Statically finds top-level callable functions and methods in python source

Parameters:

source (str) – python text
fpath (str) – filepath to read if source is not specified

Returns:

mapping from callnames to CallDefNodes, which contain: info about the item with the doctest.

Return type:

Dict[str, CallDefNode]

Example

>>> from xdoctest import static_analysis
>>> fpath = static_analysis.__file__.replace('.pyc', '.py')
>>> calldefs = parse_static_calldefs(fpath=fpath)
>>> assert 'parse_static_calldefs' in calldefs

xdoctest.static_analysis.parse_calldefs(source: str | None = None, fpath: str | PathLike | None = None) → dict[str, CallDefNode][source]¶

xdoctest.static_analysis._parse_static_node_value(node: AST) → Any[source]¶: Extract a constant value from a node if possible

xdoctest.static_analysis.parse_static_value(key: str, source: str | bytes | None = None, fpath: str | None = None) → object[source]¶

Statically parse a constant variable’s value from python code.

▶ _Record set_
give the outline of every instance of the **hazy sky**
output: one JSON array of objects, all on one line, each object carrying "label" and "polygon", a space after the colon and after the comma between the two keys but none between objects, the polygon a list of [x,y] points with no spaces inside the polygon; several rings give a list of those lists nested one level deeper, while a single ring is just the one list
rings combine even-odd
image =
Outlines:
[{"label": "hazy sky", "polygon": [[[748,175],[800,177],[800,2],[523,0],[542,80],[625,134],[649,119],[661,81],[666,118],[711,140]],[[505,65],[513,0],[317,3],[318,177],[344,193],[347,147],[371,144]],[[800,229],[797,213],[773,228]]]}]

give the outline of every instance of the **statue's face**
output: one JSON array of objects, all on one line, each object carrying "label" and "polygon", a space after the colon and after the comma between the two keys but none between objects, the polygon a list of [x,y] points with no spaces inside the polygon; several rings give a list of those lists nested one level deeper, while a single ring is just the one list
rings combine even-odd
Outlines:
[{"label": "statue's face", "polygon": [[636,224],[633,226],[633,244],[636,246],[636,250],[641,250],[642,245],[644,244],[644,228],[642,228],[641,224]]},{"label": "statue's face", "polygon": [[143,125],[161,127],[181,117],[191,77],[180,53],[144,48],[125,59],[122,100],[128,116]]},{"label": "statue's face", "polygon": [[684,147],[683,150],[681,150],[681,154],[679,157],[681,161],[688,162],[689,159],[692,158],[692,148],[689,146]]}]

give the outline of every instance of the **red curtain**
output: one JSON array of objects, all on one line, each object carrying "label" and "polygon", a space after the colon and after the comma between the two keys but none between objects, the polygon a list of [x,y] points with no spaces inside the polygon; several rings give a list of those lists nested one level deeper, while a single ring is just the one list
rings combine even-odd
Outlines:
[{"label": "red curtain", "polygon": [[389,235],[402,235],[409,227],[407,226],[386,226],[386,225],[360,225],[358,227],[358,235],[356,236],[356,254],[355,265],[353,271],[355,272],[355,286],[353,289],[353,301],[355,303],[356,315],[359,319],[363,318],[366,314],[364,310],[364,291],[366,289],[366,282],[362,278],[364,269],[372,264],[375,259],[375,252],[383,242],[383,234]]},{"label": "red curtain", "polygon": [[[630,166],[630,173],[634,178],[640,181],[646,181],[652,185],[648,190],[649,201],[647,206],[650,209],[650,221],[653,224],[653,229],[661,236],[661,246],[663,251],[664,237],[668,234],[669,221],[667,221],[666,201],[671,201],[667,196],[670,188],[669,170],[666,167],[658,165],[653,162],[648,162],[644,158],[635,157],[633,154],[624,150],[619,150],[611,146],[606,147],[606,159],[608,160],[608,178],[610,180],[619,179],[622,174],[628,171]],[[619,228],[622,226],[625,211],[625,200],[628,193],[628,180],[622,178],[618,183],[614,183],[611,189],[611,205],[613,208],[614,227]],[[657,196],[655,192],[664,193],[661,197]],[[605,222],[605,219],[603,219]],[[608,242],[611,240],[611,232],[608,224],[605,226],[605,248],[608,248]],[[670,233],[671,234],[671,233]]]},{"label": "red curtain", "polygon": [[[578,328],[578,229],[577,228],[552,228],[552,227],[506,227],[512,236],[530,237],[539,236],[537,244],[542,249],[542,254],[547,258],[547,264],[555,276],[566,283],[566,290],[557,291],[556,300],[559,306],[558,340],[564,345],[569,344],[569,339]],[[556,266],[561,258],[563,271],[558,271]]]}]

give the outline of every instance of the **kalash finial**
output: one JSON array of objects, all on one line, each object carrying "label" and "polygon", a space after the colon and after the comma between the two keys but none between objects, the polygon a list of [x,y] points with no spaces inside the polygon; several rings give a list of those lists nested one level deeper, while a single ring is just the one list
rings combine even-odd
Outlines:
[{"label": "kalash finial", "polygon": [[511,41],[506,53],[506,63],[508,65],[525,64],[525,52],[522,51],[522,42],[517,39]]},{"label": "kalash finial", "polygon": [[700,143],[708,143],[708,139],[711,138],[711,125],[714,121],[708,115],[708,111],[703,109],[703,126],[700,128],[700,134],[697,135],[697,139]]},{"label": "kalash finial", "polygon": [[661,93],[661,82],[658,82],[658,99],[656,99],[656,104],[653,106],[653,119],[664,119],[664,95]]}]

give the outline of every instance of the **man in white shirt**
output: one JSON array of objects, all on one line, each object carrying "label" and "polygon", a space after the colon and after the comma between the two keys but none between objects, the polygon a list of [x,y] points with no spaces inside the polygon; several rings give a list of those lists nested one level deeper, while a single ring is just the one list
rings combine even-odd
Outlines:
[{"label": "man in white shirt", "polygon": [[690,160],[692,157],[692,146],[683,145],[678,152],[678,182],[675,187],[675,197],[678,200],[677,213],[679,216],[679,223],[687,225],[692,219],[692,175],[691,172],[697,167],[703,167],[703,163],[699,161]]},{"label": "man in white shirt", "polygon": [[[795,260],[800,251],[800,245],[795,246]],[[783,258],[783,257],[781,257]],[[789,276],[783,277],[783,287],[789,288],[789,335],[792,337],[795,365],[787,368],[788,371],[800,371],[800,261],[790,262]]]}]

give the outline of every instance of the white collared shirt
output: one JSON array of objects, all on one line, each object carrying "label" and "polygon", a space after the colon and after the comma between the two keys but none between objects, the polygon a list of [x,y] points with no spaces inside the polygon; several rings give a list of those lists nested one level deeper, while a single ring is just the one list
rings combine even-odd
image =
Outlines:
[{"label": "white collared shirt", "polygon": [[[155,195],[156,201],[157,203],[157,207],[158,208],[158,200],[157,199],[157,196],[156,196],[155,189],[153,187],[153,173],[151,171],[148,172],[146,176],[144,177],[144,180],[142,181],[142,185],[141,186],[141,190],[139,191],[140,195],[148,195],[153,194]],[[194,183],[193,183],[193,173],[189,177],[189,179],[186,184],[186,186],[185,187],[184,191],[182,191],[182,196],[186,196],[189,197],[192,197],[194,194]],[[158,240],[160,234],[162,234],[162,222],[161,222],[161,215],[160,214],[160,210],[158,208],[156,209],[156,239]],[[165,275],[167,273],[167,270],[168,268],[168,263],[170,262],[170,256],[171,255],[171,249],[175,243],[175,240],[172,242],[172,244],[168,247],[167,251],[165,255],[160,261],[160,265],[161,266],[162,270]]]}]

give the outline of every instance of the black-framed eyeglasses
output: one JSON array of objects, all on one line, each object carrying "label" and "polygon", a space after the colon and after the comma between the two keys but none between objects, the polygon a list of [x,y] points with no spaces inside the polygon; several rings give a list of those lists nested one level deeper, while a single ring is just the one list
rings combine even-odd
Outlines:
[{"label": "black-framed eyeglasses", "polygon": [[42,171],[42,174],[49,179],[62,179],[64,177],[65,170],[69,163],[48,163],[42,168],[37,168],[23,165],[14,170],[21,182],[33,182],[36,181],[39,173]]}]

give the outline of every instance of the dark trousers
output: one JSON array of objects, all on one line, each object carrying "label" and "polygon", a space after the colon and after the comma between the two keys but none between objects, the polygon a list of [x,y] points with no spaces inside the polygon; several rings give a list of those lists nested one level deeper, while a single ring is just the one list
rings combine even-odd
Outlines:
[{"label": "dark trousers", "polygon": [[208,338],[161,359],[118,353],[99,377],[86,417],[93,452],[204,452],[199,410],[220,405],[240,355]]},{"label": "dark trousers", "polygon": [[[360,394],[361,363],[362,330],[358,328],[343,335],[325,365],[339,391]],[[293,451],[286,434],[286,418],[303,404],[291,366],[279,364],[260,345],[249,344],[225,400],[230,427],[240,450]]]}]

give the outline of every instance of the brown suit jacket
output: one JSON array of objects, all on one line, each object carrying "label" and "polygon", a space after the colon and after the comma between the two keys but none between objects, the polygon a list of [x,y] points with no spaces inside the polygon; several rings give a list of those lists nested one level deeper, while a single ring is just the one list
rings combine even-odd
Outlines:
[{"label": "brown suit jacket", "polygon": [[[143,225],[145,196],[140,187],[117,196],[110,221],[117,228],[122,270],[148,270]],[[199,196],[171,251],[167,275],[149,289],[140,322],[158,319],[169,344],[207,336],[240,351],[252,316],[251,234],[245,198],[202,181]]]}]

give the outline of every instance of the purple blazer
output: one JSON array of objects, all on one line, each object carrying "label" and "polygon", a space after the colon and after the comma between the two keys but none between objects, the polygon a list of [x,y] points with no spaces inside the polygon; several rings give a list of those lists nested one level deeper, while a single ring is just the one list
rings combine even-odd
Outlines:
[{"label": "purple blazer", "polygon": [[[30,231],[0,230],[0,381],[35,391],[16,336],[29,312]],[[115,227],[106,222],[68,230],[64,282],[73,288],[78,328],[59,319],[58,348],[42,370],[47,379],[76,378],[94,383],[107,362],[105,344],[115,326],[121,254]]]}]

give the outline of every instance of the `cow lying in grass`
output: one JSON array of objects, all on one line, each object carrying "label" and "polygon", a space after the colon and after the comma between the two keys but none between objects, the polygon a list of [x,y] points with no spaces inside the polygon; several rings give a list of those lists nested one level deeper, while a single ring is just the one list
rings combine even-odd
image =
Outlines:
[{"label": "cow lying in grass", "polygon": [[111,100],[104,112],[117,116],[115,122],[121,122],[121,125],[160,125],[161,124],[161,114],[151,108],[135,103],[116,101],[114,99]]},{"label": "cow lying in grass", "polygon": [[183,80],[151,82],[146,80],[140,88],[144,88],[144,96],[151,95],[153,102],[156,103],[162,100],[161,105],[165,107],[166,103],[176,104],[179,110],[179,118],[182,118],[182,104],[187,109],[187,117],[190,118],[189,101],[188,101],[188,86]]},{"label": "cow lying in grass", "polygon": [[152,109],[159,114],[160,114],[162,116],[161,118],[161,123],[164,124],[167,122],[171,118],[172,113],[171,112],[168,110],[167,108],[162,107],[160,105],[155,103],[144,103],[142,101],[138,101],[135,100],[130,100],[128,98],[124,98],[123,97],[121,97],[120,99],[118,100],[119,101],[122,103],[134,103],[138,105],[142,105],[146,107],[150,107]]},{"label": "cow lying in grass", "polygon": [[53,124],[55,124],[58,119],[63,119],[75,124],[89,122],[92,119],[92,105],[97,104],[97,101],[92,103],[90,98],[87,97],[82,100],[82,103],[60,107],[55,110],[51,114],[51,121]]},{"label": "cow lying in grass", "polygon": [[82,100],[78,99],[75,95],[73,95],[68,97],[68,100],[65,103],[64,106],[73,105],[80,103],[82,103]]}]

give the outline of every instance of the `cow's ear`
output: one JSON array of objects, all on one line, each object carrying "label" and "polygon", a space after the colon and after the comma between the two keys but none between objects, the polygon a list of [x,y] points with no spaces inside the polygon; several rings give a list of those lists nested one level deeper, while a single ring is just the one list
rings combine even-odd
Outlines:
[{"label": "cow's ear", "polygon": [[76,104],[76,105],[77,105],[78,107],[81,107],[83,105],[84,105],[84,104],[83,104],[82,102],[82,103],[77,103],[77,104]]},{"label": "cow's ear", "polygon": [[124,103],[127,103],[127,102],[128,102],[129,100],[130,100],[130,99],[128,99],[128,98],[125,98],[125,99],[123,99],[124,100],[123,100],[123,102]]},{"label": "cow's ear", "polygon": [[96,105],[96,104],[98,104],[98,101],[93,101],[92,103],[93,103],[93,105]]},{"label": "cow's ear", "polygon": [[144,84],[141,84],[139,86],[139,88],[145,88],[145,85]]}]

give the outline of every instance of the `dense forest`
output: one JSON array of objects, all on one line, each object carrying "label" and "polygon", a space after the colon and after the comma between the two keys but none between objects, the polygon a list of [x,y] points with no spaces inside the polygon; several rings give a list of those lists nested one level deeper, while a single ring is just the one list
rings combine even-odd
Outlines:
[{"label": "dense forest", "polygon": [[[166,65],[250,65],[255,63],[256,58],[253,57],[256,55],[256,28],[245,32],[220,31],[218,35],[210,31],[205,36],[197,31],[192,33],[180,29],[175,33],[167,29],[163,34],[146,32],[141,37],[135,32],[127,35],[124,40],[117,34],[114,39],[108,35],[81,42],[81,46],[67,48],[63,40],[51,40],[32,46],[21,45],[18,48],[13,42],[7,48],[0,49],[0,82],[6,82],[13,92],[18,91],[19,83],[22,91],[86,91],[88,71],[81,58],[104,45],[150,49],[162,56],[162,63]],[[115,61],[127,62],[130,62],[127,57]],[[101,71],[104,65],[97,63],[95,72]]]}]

▶ _Goal of the exercise_
Do the following statements agree with the static-analysis documentation? Answer yes or no for each, and quote the words of the documentation that decide it.
1. The file at fpath is read only if source is not specified.
2. The return value maps callnames to CallDefNodes.
3. parse_static_value returns Dict[str, CallDefNode].

▶ _Reply to the task_
1. Yes: "filepath to read if source is not specified"
2. Yes: "mapping from callnames to CallDefNodes"
3. No: "→ object"